Could you copy each of the items below word for word, leaving every line unchanged?

__RECORDED DATA__

=====

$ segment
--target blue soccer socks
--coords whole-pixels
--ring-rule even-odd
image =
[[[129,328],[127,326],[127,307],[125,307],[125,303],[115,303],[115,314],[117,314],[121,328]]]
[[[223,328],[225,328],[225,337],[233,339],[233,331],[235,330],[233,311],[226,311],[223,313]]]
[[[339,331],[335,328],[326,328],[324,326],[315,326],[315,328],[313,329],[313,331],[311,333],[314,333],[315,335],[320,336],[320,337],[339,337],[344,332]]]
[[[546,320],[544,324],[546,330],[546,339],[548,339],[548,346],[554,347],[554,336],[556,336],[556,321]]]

=====

__TASK RESULT__
$ segment
--target blue soccer socks
--coords whole-pixels
--ring-rule even-odd
image =
[[[129,328],[127,326],[127,307],[125,307],[125,303],[115,303],[115,314],[117,314],[121,328]]]
[[[223,328],[225,328],[225,337],[233,339],[233,331],[235,330],[233,311],[226,311],[223,313]]]
[[[339,331],[335,328],[326,328],[324,326],[315,326],[315,328],[313,329],[313,331],[311,333],[314,333],[315,335],[320,336],[320,337],[339,337],[344,332]]]
[[[546,320],[544,324],[546,330],[546,339],[548,339],[548,346],[554,347],[554,336],[556,336],[556,321]]]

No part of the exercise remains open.